▶ Exercise directions:
Nothing in the listing may change. Repeat all of it.

▶ Provided information:
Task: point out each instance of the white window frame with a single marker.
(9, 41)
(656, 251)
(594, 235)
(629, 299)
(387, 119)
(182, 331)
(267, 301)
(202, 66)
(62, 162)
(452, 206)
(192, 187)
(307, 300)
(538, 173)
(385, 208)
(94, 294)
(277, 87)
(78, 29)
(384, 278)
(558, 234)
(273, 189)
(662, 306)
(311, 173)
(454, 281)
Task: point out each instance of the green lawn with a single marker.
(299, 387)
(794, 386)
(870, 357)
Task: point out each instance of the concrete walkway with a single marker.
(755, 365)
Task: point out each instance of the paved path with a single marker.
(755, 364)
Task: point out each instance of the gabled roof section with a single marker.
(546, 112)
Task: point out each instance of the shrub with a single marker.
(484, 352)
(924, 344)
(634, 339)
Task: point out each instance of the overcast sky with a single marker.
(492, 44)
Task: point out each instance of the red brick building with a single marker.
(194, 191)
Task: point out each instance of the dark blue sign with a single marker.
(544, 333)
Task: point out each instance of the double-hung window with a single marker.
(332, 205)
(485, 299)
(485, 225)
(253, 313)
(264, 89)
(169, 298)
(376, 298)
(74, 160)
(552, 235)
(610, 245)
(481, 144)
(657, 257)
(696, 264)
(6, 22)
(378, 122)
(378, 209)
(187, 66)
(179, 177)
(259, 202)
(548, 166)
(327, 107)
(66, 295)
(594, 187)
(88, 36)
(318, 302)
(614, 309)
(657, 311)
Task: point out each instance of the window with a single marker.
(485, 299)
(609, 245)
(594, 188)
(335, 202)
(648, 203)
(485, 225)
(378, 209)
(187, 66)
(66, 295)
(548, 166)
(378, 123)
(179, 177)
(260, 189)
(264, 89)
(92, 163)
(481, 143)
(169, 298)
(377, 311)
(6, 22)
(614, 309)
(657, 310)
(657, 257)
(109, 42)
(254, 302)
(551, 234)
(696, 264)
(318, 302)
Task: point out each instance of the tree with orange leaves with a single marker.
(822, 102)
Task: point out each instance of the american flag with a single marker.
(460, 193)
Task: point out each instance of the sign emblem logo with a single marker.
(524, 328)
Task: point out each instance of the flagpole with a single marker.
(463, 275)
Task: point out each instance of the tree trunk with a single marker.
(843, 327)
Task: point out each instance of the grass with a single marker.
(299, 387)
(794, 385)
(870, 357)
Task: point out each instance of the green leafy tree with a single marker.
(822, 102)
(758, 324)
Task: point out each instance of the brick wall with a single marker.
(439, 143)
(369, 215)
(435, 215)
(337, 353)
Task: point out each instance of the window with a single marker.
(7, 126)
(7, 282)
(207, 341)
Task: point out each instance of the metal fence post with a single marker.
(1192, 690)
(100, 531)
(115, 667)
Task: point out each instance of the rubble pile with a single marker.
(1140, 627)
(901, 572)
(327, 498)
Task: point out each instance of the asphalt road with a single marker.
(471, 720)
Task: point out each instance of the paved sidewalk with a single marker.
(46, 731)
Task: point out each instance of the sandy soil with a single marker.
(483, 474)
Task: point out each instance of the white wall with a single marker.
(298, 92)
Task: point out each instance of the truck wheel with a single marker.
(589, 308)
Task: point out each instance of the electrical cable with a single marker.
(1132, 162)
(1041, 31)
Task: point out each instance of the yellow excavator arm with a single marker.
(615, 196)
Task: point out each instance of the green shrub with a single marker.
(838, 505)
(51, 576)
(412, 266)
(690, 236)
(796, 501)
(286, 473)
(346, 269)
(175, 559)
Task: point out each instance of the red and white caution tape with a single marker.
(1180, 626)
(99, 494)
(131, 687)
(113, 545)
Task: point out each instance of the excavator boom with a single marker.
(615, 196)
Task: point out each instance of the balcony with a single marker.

▶ Result of this task:
Task: point out each instance of the white window frame with a single marker.
(9, 41)
(656, 251)
(594, 235)
(629, 299)
(387, 119)
(182, 331)
(267, 301)
(202, 66)
(62, 162)
(452, 206)
(192, 187)
(307, 300)
(538, 173)
(385, 208)
(94, 294)
(277, 87)
(78, 29)
(384, 278)
(558, 234)
(273, 189)
(662, 306)
(311, 173)
(454, 281)
Task: point out each instance of the green lawn with a single marker.
(299, 387)
(794, 386)
(870, 357)
Task: point out each instance of the concrete walkway with a single marker.
(755, 365)
Task: point out each instance of the paved path with a single marker.
(755, 364)
Task: point out each instance of the gabled roof section with a single marker.
(546, 112)
Task: point out each instance of the shrub with a single marker.
(484, 352)
(924, 344)
(634, 339)
Task: point out each instance of the overcast sky with a single marker.
(492, 44)
Task: point out each instance of the red brick building with a single marker.
(194, 191)
Task: point out each instance of the dark blue sign with a single marker.
(544, 333)
Task: point out each instance of the double-hung window with a single marker.
(332, 205)
(485, 299)
(485, 225)
(253, 313)
(264, 89)
(169, 298)
(376, 298)
(74, 160)
(552, 235)
(610, 245)
(481, 144)
(657, 257)
(696, 264)
(6, 22)
(378, 122)
(378, 209)
(187, 66)
(179, 177)
(259, 202)
(548, 166)
(327, 107)
(66, 295)
(594, 187)
(88, 36)
(318, 302)
(614, 309)
(657, 311)
Task: point out each instance of the window with a single marker.
(485, 299)
(609, 245)
(594, 188)
(335, 202)
(648, 203)
(485, 225)
(378, 209)
(187, 66)
(66, 295)
(548, 166)
(378, 123)
(179, 177)
(260, 189)
(264, 89)
(92, 163)
(481, 143)
(169, 298)
(377, 311)
(6, 22)
(614, 309)
(657, 310)
(657, 257)
(109, 42)
(254, 302)
(551, 234)
(696, 264)
(318, 302)
Task: point out each instance of the tree with orange leaves with a single marker.
(822, 102)
Task: point out each instance of the american flag with a single marker.
(460, 193)
Task: point out each instance of the sign emblem logo with a single marker.
(524, 328)
Task: point out each instance of the flagpole with a single marker.
(463, 275)
Task: point out each instance of the tree trunk with a single marker.
(843, 327)
Task: point out each instance of the grass with a single marker.
(299, 387)
(794, 385)
(870, 357)
Task: point out each instance of the green leafy tree with a single marker.
(822, 102)
(758, 324)
Task: point out each instance of the brick wall with a single marker.
(439, 143)
(369, 215)
(435, 215)
(337, 353)
Task: point out each instance of the window with a single marker.
(7, 126)
(7, 282)
(207, 341)
Task: point out each instance of the metal fence post with a single marker.
(1192, 690)
(100, 531)
(115, 667)
Task: point out each instance of the rubble pile with a single marker.
(1140, 627)
(901, 572)
(327, 498)
Task: point out each instance of the asphalt road with a single marker.
(471, 720)
Task: point out each instance of the paved sidewalk with a single marker.
(46, 731)
Task: point out each instance of the sandy soil with a single marker.
(483, 474)
Task: point out each instance of the white wall with a single marker.
(298, 92)
Task: point out each instance of the truck wheel with a single marker.
(589, 308)
Task: point out each instance of the electrical cable with a single marker.
(1132, 162)
(1041, 31)
Task: point out each instance of the yellow excavator arm with a single marker.
(615, 196)
Task: point out each instance of the green shrub with a single marker.
(838, 505)
(51, 576)
(412, 266)
(690, 236)
(796, 501)
(286, 473)
(346, 269)
(175, 559)
Task: point out each instance of the red and white caution tape with a single marker.
(1180, 626)
(99, 494)
(131, 687)
(113, 545)
Task: point out each instance of the excavator boom with a single marker.
(615, 196)
Task: point out each instance of the balcony with a single marker.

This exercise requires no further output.